Lo studio, di fase II, ha preso in esame un gruppo di 131 donne con carcinoma mammario HER-2 negativo allo stadio 2/3. Le partecipanti sono state assegnate a due gruppi: il primo ha seguito una dieta standard tre giorni prima e durante i sei cicli di chemioterapia adiuvante, ovvero quella eseguita dopo l’intervento allo scopo di ridurre il rischio di recidiva della malattia, ricevendo anche desometasone per il controllo degli effetti collaterali da chemio; il secondo, invece, ha seguito il regime mima-digiuno prima e durante la chemio per un totale di quattro giorni. Alle pazienti del secondo gruppo è stata assegnata una dieta di circa 1.200 kcal il primo giorno, ridotti poi a 200 kcal nei tre giorni successivi, derivate per l’80% da carboidrati complessi: 53 pazienti su 65 (81,5%) hanno completato il primo ciclo di Fmd, il 50% ne ha completati due, il 33,8% è arrivato a 3 cicli e il 20% ha completato 6 cicli.
Nel gruppo che aveva rispettato la restrizione, la malattia definita “stabile”o “progressiva” era marcatamente inferiore nel gruppo mima-digiuno rispetto a quello del controllo: l’11,3% contro 26,9%. Le pazienti che hanno seguito restrizioni per più cicli hanno mostrato una perdita di cellule tumorali tra il 90 e il 100% tre volte maggiore. In aggiunta, è emerso anche come la mima-digiuno protegga i linfociti T dai danni al Dna causati dalla chemio rendendoli quindi maggiormente disponibili nell’azione di attacco al tumore. Infine, non si è registrata maggiore tossicità della chemioterapia nelle pazienti che seguivano la mima-digiuno, rendendo quindi non necessario l’impiego del cortisonico.
“I risultati di questo studio per la prima volta ci confermano in clinica la sicurezza e l’efficacia della Fmd in aggiunta a chemioterapia in donne con tumore al seno”, sottolinea Valter Longo, direttore dell’Istituto sulla longevità all’University of Southern California, padre della mima-digiuno e una delle firme dello studio.
“L’effetto della restrizione calorica nel rallentare la crescita tumorale sembra legato alla cosiddetta resistenza differenziale allo stress: le cellule tumorali sono più sensibili al trattamento chemioterapico, mentre quelle sane sono protette dagli effetti collaterali che esso comporta. Questi dati, insieme a quelli preclinici, ci fanno ben sperare rispetto alla decina di trial in corso su centinaia di pazienti in diversi tipi di tumore”.

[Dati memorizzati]
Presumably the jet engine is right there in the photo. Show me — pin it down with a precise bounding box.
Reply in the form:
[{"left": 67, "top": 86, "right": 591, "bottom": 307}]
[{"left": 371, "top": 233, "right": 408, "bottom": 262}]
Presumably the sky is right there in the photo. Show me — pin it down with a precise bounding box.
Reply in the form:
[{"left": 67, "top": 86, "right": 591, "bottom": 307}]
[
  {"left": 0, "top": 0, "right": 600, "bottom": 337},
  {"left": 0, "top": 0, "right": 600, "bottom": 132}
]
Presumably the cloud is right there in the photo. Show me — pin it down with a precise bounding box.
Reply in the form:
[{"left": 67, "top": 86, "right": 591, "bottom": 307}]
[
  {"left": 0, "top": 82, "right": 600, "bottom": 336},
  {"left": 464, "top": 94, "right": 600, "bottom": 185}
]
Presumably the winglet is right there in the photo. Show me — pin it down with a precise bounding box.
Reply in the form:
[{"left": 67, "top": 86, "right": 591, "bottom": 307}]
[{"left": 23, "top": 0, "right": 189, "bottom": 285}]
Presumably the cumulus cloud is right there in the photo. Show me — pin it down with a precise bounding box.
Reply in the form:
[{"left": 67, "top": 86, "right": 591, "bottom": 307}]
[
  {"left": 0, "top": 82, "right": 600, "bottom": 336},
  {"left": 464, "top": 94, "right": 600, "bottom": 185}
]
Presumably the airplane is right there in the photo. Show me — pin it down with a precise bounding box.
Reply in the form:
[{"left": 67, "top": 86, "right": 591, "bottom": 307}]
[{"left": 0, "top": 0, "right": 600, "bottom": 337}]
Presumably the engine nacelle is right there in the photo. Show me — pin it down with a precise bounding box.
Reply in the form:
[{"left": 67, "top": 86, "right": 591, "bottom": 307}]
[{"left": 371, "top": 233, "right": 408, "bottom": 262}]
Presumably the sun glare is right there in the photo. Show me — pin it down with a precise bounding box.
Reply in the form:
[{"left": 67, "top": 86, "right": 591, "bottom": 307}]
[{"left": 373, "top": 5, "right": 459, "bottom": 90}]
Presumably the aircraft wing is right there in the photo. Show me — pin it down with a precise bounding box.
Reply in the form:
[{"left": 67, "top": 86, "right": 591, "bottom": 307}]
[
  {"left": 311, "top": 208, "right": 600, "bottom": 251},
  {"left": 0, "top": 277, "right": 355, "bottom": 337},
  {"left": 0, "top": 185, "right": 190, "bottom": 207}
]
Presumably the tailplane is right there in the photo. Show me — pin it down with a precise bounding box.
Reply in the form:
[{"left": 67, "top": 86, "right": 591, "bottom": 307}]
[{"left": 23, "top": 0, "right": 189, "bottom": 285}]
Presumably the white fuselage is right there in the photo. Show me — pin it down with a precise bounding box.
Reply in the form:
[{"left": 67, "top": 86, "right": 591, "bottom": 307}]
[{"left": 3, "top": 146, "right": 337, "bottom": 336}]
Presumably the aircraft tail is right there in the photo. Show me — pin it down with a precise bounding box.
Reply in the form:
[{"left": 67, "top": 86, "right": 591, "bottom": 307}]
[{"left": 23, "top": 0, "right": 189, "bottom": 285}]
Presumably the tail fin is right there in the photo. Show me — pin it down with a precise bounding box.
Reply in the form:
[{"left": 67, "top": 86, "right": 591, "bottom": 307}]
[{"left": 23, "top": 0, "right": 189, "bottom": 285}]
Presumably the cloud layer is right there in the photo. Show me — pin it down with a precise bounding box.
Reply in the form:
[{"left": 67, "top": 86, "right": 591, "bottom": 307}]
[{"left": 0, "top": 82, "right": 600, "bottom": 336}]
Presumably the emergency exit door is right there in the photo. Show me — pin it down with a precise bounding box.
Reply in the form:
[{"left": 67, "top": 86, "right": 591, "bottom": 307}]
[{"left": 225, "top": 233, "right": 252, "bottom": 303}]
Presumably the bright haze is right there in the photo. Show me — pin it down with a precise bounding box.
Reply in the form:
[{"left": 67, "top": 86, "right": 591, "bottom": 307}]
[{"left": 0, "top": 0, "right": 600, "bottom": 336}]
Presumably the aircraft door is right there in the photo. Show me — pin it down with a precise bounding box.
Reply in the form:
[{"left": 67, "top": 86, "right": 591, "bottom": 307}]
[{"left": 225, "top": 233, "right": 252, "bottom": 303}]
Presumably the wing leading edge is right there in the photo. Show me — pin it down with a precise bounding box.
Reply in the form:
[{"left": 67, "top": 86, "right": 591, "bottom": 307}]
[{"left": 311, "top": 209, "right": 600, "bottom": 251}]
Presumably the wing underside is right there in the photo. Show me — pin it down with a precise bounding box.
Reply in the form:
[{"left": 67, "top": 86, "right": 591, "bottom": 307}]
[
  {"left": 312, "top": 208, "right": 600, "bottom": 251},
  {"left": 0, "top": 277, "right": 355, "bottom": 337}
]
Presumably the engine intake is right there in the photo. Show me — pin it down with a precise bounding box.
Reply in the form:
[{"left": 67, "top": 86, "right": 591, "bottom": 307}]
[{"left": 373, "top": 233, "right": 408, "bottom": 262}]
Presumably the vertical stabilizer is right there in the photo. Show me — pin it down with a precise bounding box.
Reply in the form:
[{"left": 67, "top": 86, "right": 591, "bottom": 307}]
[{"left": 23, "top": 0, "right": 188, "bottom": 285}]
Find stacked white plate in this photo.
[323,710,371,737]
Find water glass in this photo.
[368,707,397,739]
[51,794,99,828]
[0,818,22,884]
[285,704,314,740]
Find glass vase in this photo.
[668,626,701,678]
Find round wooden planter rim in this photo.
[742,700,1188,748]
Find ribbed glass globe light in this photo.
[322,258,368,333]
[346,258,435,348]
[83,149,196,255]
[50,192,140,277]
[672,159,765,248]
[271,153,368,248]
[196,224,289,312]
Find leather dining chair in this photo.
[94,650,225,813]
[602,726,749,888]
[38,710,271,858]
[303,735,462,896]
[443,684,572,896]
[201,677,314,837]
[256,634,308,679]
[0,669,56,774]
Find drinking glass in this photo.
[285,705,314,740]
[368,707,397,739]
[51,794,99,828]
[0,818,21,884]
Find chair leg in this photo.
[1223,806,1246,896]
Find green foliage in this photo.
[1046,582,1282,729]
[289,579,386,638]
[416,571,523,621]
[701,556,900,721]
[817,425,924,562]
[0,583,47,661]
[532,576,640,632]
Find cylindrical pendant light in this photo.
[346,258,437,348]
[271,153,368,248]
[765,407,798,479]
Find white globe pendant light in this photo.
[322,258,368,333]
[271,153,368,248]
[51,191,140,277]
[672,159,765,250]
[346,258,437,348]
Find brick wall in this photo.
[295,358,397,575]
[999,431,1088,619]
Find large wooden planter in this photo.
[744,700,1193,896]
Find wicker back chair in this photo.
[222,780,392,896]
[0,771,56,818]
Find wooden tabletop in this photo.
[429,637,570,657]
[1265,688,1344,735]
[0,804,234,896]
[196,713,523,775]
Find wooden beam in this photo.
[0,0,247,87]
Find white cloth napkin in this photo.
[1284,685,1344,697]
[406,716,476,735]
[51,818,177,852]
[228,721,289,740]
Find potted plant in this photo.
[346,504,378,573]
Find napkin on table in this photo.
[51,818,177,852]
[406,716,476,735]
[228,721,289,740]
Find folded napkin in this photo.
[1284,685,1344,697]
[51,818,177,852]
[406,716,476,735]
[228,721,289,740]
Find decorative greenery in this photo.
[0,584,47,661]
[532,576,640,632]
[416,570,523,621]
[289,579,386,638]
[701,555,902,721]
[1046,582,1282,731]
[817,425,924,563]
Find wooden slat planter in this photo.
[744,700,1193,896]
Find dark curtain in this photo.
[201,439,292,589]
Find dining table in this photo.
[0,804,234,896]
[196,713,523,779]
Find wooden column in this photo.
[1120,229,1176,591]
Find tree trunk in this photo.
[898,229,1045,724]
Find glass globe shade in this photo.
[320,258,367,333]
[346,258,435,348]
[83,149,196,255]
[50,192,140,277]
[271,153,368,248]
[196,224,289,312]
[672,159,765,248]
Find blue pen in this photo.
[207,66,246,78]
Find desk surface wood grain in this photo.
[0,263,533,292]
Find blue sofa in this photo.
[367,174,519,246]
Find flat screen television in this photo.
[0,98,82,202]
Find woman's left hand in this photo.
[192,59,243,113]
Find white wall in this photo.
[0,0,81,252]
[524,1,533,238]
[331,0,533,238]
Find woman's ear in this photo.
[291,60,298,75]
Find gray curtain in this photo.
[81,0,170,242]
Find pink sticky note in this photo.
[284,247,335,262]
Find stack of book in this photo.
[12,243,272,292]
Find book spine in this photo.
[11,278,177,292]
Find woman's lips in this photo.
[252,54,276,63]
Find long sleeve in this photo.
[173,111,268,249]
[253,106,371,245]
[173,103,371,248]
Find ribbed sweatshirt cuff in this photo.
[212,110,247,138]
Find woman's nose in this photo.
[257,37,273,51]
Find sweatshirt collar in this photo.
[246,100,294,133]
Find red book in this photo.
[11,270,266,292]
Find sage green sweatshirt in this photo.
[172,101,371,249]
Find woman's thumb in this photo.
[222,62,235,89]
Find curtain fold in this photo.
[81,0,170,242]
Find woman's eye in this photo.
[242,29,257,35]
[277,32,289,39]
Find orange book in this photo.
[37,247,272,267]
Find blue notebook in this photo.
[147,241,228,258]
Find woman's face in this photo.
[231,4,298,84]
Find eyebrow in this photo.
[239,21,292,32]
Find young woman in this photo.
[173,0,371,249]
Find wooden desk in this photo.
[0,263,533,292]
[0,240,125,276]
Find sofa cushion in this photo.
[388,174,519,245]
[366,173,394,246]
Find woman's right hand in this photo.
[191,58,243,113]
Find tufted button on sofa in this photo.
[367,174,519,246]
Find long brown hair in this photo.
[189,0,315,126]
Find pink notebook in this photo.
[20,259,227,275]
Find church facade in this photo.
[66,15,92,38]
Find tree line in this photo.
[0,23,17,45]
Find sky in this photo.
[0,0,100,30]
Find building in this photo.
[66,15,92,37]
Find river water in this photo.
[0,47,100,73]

- [Problemi e compiti]
a) In base al brano sulla dieta mima-digiuno, spiega in una-tre frasi perché per le pazienti che seguivano la mima-digiuno l'impiego del cortisonico non è risultato necessario.
b) Riporta dal brano sulla dieta mima-digiuno tutto il passo da "Nel gruppo che" fino a "l’impiego del cortisonico.".

- [Risposte ai compiti]
a) Nelle pazienti che seguivano la mima-digiuno non si è registrata una tossicità della chemioterapia maggiore. Per questo non serviva il cortisonico, che nell'altro gruppo era dato per controllare gli effetti collaterali della chemio.

b)
Nel gruppo che aveva rispettato la restrizione, la malattia definita “stabile”o “progressiva” era marcatamente inferiore nel gruppo mima-digiuno rispetto a quello del controllo: l’11,3% contro 26,9%. Le pazienti che hanno seguito restrizioni per più cicli hanno mostrato una perdita di cellule tumorali tra il 90 e il 100% tre volte maggiore. In aggiunta, è emerso anche come la mima-digiuno protegga i linfociti T dai danni al Dna causati dalla chemio rendendoli quindi maggiormente disponibili nell’azione di attacco al tumore. Infine, non si è registrata maggiore tossicità della chemioterapia nelle pazienti che seguivano la mima-digiuno, rendendo quindi non necessario l’impiego del cortisonico.